+++ Texte fourni
Walter Bosshard a posé la première pierre de sa carrière en 1927/28 en tant que photographe de l’expédition allemande en Asie centrale qui l’a conduit à l’Himalaya et au désert du Taklamakan. Il s’est fait un nom en tant que photojournaliste avec des photos et des textes de ce voyage. En 1930 déjà, la Münchner Illustrierte Presse  et l’agence de photographes berlinoise alors leader Dephot l’ont chargé d’une grande mission : Pendant environ huit mois, il a pu voyager en Inde pour raconter le mouvement de l’indépendance. Il a réussi à réaliser quelques portraits sensationnels de Gandhi qui ont fait le tour du monde. En 1933, Bosshard a déménagé à Beijing et est devenu l’un des correspondants en Asie les plus productifs et les plus en vue de son époque. Il a notamment publié dans le Berliner Illustrierte Zeitung  et d’autres médias de la maison d’édition Ullstein, Münchner Illustrierte Presse  et Zürcher Illustrierte . Plus tard, des médias américains et anglais se sont ajoutés à cela, comme Life  et Picture Post  avant qu’il n’accepte un poste fixe de correspondant pour le Neue Zürcher Zeitung.

Guerre dans l’Empire du Milieu

Bosshard a fait ses débuts en tant que « envoyé spécial » en Chine en 1931. L’inauguration de la première Assemblée nationale chinoise, l’invasion japonaise et la lutte de pouvoir entre les Nationalistes et les Communistes lui ont offert de la matière passionnante pour les médias internationaux. Bosshard est l’un des rares reporters à avoir vécu de prés l’évolution de la guerre sino-japonaise : Il a photographié le front, a fourni un travail d’informations engagé, il a dressé également le portrait d’hommes politiques, de généraux et de warlords aussi bien du côté japonais que du côté chinois. Il fait partie des premiers à avoir relaté la grande offensive des Japonais, entamée en 1937, au cours de laquelle ils ont occupé successivement les grandes villes de Beijing, Tianjin et Shanghai avant de conquérir pour finir, le 13 décembre, la capitale de Nanjing. Pendant sept semaines, ils ont perpétré l’un des massacres les plus importants et les plus cruels de l’Histoire au cours duquel plus de 200 000 civils ont été tués. L’invasion japonaise a déclenché des mouvements de migration qui ont transformé le paysage social, culturel et économique : Entre 1937 et 1945, environ 100 millions de Chinoises et Chinois étaient en fuite dans leur pays, soit certainement la population déplacée la plus importante au monde.
++++++
+++ Données fournies
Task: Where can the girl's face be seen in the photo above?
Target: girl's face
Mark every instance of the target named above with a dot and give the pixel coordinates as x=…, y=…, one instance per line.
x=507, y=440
++++++
Consignes:
a. Dans le texte sur Walter Bosshard, en quelle année s'est-il installé à Beijing ?
b. Quelles villes le texte sur Walter Bosshard indique-t-il comme occupées ou conquises par les Japonais lors de l'offensive entamée en 1937 ?
c. Poursuivez le texte sur Walter Bosshard après sa dernière phrase.
La liste ci-dessus constitue un ensemble distinct du texte.

Résultats:
a. En 1933.

b. Beijing, Tianjin, Shanghai et Nanjing.

c.
Quotidien et voyages

Avec une combinaison habile de mots et d’images, Walter Bosshard n’a cependant pas été seulement un témoin très demandé de cette longue guerre. Il a également retenu l’attention par ses reportages sur la vie quotidienne en Chine et la vie dans les rues. C’était un grand voyageur insatiable, toujours à la recherche de nouvelles régions et de territoires inconnus, s’embarquant pour des trajets aventureux sur les fleuves des recoins les plus reculés de Chine. Pendant des mois, il a vécu avec les Nomades de la Mongolie intérieure et a pu découvrir leur riche culture. La « région des huit collines » faisait partie des lieux de retraite appréciés par Bosshard. Il s’y ressourçait régulièrement pour échapper à la vie stressante du front. Il exprimait sa fascination dans des photos de paysages de rêve ainsi que dans des reportages expressifs sur le mode de vie simple d’un peuple en cohésion avec la nature qui était voué à la perte en raison de la guerre et de l’arrivée de la civilisation.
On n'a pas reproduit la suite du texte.